ИСХОДНЫЙ ТЕКСТ —
###
ЧЕЛОВЕЧЕСТВО ИИСУСА
Вопрос о человеческой индивидуальности Иисуса некоторым людям кажется совершенно неважным, потому что внутренне воспринимая Христа Спасителя, видя Его внутренне, они полагают, что уже совершенно не имеет значения, каков Он был в глазах окружавших Его людей. Но догматически, богословски, глубинно это на самом деле очень важно. Потому что иной подход как бы сползает в сторону монофизитства — древней ереси, которая видела в Христе только Божественное, но не видела в Нем человеческого. И именно Вселенские Соборы настояли на том, что Христос был совершенный Человек. Совершенный не в том смысле, что Он был каким–то совершенным, прекрасным человеком, — это и так очевидно, а в том, что Он был полностью человеком. Во всем, кроме греха, Он был человеком. Если мы это воспринимаем во всей тайне Богочеловечества, которая для нас так важна, то разве может существовать человек без каких–то ярких индивидуальных черт, без каких–то особенностей, которые Его личность обрисовывают?
Разумеется, в прямом смысле слова в Евангелии мы этого не найдем. Потому что Евангелие написано как книга не беллетристическая, не историко–описательная, там нет Его портрета, нет каких–то черт, которые мы привыкли находить в романах или у античных авторов: Он делал то–то, Он выглядел так–то. Поэтому довольно трудно обрисовать Его образ, как нас учили когда–то в школе, скажем, как образ Кутузова в романе «Война и мир».
Образ Христа в Евангелии трудно найти в такой полноте, как писали выдумывавшие, создававшие Его образ люди. Но тем не менее, поскольку нам это важно, мы можем все–таки вычленить в Евангелии такие моменты, которые для нас дороги. Иногда дороги принципиально, потому что Его способ жизни и действия является для нас примером и живым образцом. А с другой стороны, дороги просто сами по себе, как, скажем, Его излюбленные способы выражаться — это вовсе не значит, что мы должны выражаться именно так, но Иисус нам становится ближе, когда мы понимаем, какие у Него были привычные, избираемые Им слова. Для того чтобы не выдумывать, а именно найти подлинные черты, конечно, требуется некоторая работа. Но вот вам набросок.
###
ПЕРЕЧЕНЬ ЗАПИСЕЙ —
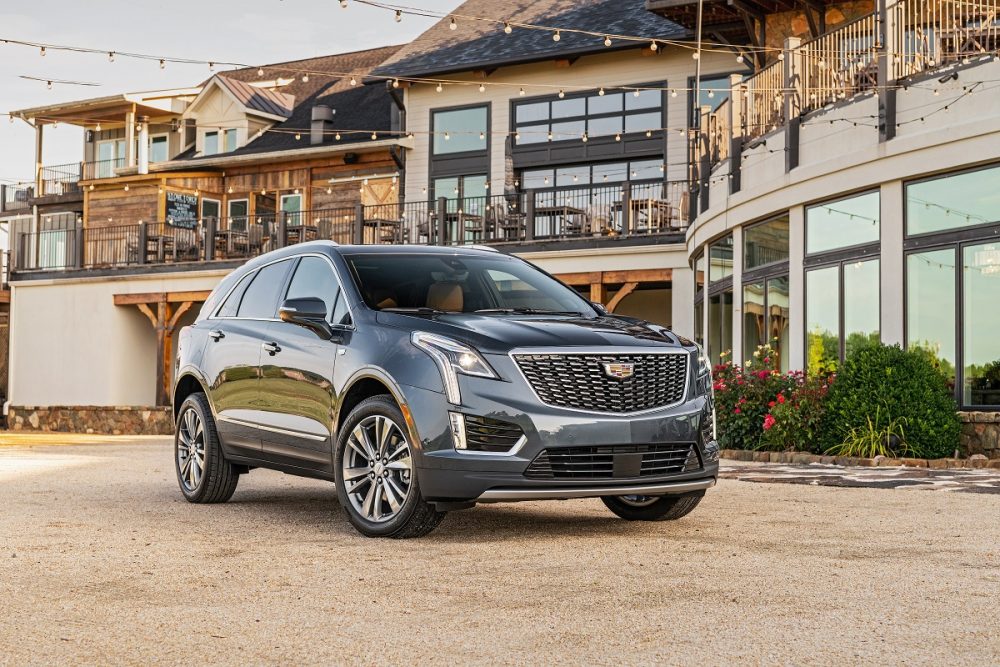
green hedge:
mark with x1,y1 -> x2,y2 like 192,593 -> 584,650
820,344 -> 961,458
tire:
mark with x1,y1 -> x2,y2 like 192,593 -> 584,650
174,392 -> 240,503
334,394 -> 445,539
601,491 -> 705,521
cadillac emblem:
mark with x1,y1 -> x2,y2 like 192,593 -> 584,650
604,363 -> 635,380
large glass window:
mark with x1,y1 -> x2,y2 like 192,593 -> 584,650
806,192 -> 880,255
906,166 -> 1000,234
906,248 -> 956,388
514,84 -> 663,145
743,214 -> 788,270
806,259 -> 880,373
708,235 -> 733,283
432,106 -> 489,155
962,243 -> 1000,405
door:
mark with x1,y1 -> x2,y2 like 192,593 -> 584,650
260,255 -> 349,470
203,260 -> 292,457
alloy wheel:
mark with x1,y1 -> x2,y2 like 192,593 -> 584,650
341,415 -> 413,523
177,407 -> 205,492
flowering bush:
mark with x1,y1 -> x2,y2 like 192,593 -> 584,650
758,371 -> 834,452
712,345 -> 795,449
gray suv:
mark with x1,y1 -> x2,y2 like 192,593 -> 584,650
173,241 -> 719,537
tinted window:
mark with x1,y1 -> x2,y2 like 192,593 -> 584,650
237,260 -> 291,319
216,273 -> 253,317
285,257 -> 340,320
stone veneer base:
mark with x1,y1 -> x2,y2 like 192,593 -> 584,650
7,405 -> 174,435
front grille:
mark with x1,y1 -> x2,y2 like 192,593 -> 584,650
524,443 -> 701,479
514,353 -> 688,413
465,415 -> 524,453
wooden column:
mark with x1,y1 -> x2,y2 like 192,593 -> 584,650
114,291 -> 209,406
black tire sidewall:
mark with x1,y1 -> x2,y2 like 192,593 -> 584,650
334,395 -> 424,537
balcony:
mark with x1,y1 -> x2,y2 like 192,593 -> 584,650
13,181 -> 689,273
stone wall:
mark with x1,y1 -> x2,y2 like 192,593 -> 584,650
7,405 -> 174,435
959,412 -> 1000,459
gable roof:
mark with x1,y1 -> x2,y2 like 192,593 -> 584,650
372,0 -> 690,77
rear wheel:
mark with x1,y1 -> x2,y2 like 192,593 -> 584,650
336,395 -> 444,538
174,393 -> 240,503
601,491 -> 705,521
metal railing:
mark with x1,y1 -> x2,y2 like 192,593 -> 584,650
40,162 -> 82,196
7,181 -> 690,271
740,60 -> 785,140
795,14 -> 879,111
83,157 -> 125,181
887,0 -> 1000,79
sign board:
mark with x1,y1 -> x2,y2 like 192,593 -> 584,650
165,190 -> 198,229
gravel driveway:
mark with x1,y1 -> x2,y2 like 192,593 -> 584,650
0,440 -> 1000,665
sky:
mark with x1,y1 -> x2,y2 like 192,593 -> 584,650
0,0 -> 461,183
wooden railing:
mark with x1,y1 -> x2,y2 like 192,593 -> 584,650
7,181 -> 690,272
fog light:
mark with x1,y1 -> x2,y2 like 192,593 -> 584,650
448,412 -> 468,449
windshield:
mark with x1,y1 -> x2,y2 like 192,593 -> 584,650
346,253 -> 596,317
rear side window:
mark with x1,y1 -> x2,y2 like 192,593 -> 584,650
236,260 -> 291,320
215,273 -> 256,317
285,257 -> 340,320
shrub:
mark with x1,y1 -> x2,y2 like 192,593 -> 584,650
713,345 -> 795,449
758,371 -> 834,452
820,344 -> 961,458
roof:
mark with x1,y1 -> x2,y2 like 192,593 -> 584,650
186,46 -> 400,163
373,0 -> 690,77
215,74 -> 295,118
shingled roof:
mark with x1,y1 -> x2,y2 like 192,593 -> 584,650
177,46 -> 400,161
372,0 -> 690,77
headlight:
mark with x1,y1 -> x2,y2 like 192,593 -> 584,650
410,331 -> 499,405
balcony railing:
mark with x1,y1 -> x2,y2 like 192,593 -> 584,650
14,181 -> 690,271
83,157 -> 125,181
39,162 -> 81,196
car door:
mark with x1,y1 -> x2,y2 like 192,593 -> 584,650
203,260 -> 292,457
260,255 -> 349,470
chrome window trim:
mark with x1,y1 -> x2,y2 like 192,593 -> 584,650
507,345 -> 691,417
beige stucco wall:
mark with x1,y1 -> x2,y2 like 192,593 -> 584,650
9,270 -> 226,406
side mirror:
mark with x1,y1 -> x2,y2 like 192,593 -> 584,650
278,296 -> 333,340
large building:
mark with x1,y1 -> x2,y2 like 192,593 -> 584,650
1,0 -> 1000,450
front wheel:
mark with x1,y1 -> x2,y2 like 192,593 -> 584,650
336,395 -> 444,538
601,491 -> 705,521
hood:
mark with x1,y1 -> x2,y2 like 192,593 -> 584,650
377,312 -> 693,354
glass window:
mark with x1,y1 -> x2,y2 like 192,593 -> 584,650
587,116 -> 622,137
743,214 -> 788,269
625,112 -> 663,132
806,266 -> 840,374
285,257 -> 340,320
906,166 -> 1000,234
906,248 -> 956,388
844,259 -> 880,358
806,192 -> 880,254
767,276 -> 791,372
236,260 -> 291,320
708,290 -> 733,365
708,235 -> 733,283
201,132 -> 219,155
552,97 -> 587,118
515,102 -> 549,123
625,90 -> 663,110
587,93 -> 622,115
962,243 -> 1000,405
149,135 -> 168,162
433,107 -> 489,155
743,281 -> 767,366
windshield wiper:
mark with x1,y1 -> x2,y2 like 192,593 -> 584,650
473,308 -> 583,315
###
СПИСОК ЗАДАЧ —
**A.** Переведите на английский язык следующее предложение из текста о человечестве Иисуса: «Во всем, кроме греха, Он был человеком».
**B.** Продолжите текст о человечестве Иисуса, начав сразу после его последнего предложения.

ПИСЬМЕННЫЕ ОТВЕТЫ —
**A.** In everything except sin, He was a man.

**B.**
Его легко увидеть по контрасту. Возьмем пророка — он ходит в какой–то необычайной одежде: Илья–пророк ходит во власянице, Иоанн Креститель в шкуре верблюжьей. Назареи не стригут волос, духовенство носит свою одежду, философы имеют свою форму (в древности у философов была форма — такой плащ короткий, и все знали: вот идет философ). То есть люди как–то выделяются. Примечательно, что у Христа ничего подобного не было.
Дальше. Мы очень редко находим у Него такой исключительно возвышенный пафос, который был у пророков, у поэтов. Он говорил очень простым языком. Хотя сейчас в Евангелии, которое переведено в ХIХ в., это не так заметно, потому что евангельский текст стал для нас священным, но на самом деле в оригинале речь очень проста, ее даже передать трудно.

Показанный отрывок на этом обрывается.